**Stored items**
· · · · ·

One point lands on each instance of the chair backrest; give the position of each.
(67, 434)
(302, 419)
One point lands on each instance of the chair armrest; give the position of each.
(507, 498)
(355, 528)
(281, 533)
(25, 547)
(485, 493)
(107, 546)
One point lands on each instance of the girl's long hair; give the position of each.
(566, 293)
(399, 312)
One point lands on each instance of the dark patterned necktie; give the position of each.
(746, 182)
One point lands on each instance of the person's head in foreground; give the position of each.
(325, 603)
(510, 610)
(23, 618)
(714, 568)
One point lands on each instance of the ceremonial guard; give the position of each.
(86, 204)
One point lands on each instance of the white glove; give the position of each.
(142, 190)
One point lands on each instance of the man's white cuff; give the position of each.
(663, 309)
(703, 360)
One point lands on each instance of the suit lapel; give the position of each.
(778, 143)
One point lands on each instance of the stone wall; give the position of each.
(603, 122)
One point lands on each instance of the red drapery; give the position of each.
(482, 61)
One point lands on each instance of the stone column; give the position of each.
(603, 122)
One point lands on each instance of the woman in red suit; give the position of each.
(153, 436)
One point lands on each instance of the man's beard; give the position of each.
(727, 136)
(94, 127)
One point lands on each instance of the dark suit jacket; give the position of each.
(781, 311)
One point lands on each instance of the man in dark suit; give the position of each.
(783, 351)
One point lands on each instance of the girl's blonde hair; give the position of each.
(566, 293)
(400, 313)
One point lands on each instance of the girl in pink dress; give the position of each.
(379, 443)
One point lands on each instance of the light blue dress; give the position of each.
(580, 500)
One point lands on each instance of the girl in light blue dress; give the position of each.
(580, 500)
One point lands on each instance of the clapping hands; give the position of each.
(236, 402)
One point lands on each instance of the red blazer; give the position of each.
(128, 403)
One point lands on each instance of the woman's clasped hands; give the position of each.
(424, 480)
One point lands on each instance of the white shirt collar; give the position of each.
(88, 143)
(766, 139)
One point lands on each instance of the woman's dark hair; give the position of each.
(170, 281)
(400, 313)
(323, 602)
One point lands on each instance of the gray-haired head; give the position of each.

· · · · ·

**TASK DIRECTIONS**
Copy everything from the line containing "One point lands on each instance of the woman's clasped" down to the end of the listing, requests included, multiplying each coordinate in the answers by 1.45 and rounding to whole numbers, halves up.

**REPLY TO THE TASK**
One point lands on each instance of the woman's clasped hands; give the position of each.
(615, 696)
One point lands on each instance of the white shirt collar; give the position of each.
(128, 207)
(1111, 202)
One point lands on each instance of the woman's dark hair; give the position of each.
(247, 407)
(580, 454)
(468, 873)
One point lands on each instance of the gray-haired head; give the position of each.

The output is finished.